A cowboy cut steak is a thick, bone-in beef ribeye steak cut from the rib primal cut which sits under the front section of the backbone of the animal. Typically it is over two inches thick and has an average weight of just over two pounds. It has generous marbling the source of which is the longissimus dorsi muscle aka eye of the ribeye, the second most tender muscle in a steer. Hence the cut is tender, juicy and rich in flavor.
Why is it called cowboy steak? There isn’t a definitive answer. Popular lore explanations vary. Some suggest that it is big enough to satisfy a cowboy’s huge appetite, others that a cowboy can easily hold it by the bone and bite into it. Nobody really knows. To complicate matters other names for it include rugged cowboy and Delmonico (even though the latter is boneless, otherwise almost the same cut).
How is it different from Tomahawk steak? The only difference between a cowboy ribeye and a Tomahawk ribeye is the length of the bone. The latter has at least five inches of Frenched rib bone and often up to eight. The cowboy steak has only a short, often Frenched bone.
Price and where to buy one. Because when you buy a cowboy cut ribeye you are not paying for the extra long bone of the Tomahawk, it is often more attractively priced per pound. You can find the cut quite easily at meat departments of big grocery stores, butchers and online beef sellers.

▸ Dataset records:
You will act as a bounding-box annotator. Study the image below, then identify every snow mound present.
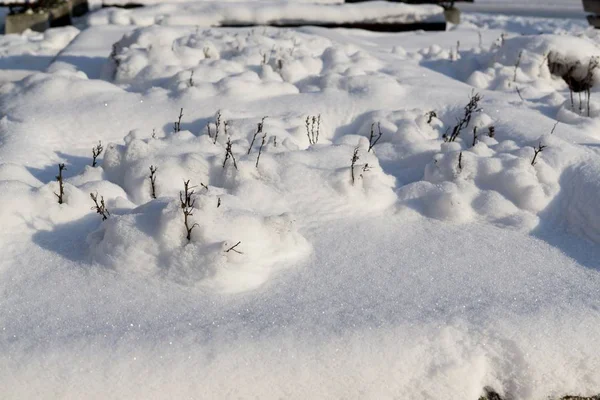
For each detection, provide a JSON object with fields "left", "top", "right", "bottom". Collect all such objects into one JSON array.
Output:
[
  {"left": 421, "top": 34, "right": 600, "bottom": 97},
  {"left": 399, "top": 137, "right": 559, "bottom": 230},
  {"left": 88, "top": 117, "right": 396, "bottom": 292},
  {"left": 105, "top": 26, "right": 398, "bottom": 95}
]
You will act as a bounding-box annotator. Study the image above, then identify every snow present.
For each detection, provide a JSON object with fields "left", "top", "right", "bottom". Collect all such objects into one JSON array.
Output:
[{"left": 0, "top": 5, "right": 600, "bottom": 399}]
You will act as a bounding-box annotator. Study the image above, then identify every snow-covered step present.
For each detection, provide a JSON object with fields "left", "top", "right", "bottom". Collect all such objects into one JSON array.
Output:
[{"left": 89, "top": 1, "right": 445, "bottom": 30}]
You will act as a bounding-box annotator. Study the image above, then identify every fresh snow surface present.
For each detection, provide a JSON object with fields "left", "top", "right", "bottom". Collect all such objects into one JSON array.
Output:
[
  {"left": 88, "top": 1, "right": 444, "bottom": 27},
  {"left": 0, "top": 6, "right": 600, "bottom": 400}
]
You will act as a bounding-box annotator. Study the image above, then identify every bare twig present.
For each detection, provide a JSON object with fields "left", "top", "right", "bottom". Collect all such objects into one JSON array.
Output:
[
  {"left": 54, "top": 164, "right": 67, "bottom": 204},
  {"left": 179, "top": 180, "right": 198, "bottom": 241},
  {"left": 304, "top": 114, "right": 321, "bottom": 144},
  {"left": 513, "top": 50, "right": 523, "bottom": 82},
  {"left": 225, "top": 242, "right": 244, "bottom": 254},
  {"left": 367, "top": 122, "right": 383, "bottom": 153},
  {"left": 248, "top": 116, "right": 267, "bottom": 154},
  {"left": 214, "top": 110, "right": 221, "bottom": 144},
  {"left": 425, "top": 110, "right": 437, "bottom": 124},
  {"left": 223, "top": 138, "right": 238, "bottom": 169},
  {"left": 149, "top": 165, "right": 158, "bottom": 199},
  {"left": 350, "top": 146, "right": 360, "bottom": 185},
  {"left": 92, "top": 141, "right": 104, "bottom": 167},
  {"left": 515, "top": 85, "right": 525, "bottom": 101},
  {"left": 173, "top": 108, "right": 183, "bottom": 132},
  {"left": 90, "top": 193, "right": 110, "bottom": 221},
  {"left": 531, "top": 142, "right": 548, "bottom": 165},
  {"left": 256, "top": 132, "right": 267, "bottom": 168},
  {"left": 443, "top": 92, "right": 482, "bottom": 142}
]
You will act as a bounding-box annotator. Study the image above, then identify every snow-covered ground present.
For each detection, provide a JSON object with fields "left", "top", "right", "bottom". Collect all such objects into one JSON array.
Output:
[{"left": 0, "top": 6, "right": 600, "bottom": 399}]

▸ Task set:
1. Reproduce the passage of the cowboy steak text starting with "Price and where" and going on through "online beef sellers.".
2. According to the cowboy steak text, what is the only difference between a cowboy ribeye and a Tomahawk ribeye?
3. Continue the cowboy steak text from where it stops.

▸ Expected answers:
1.
Price and where to buy one. Because when you buy a cowboy cut ribeye you are not paying for the extra long bone of the Tomahawk, it is often more attractively priced per pound. You can find the cut quite easily at meat departments of big grocery stores, butchers and online beef sellers.

2. The length of the bone.

3.
How to Cook a Cowboy Steak
A perfect cowboy cut ribeye is evenly cooked on the inside and has an appetizing sear on the outside. This is achieved by allowing enough time for low and slow cooking inside, followed by (or preceded by, depending on the technique) a short period of browning the outside at high temperature.
All the different methods of cooking a cowboy steak involve these two distinct stages, but their order and the means through which they are achieved varies.
The main ways to cook a cowboy ribeye include:
- oven (classic and reverse sear)
- grilling (indirect heat, grill or charcoal)
- sous vide (a waterbath followed by a hard sear)
The reverse sear method illustrated with step-by-step pictures below is often considered the most professional way to prepare a cowboy ribeye steak because it is widely used in restaurants. We also explain the other methods and include them in the Recipe Card at the end of this post.
Classic Oven Method
Here the steak is first seared well in a hot skillet on the stove top or the grates of a hot grill. After that it is finished in the oven until the desired temperature is reached.
Cowboy Steak in the Oven (Reverse Sear) Workflow
With this method the stages of the classic oven approach are reversed, hence the name. After the low and slow cooking in the oven the steak is seared in a skillet or on the grill. The skillet, ideally should be cast iron. Adding a bit of butter to the oil contributes to a beautifully colored crust on the exterior.
Prep the ribeye. Bring the steak to room temperature and season it generously with salt and pepper.
Slow cook in oven. Preheat oven to 275-300 F. Cook steak until it reaches about 110-115 F, flipping it once as you check the temperature. Stick thermometer into thickest part away from the bone. Remove from oven and proceed with the hard sear. You can rest it briefly at this point or after the hard sear, but due to slow cooking the rest is not mandatory.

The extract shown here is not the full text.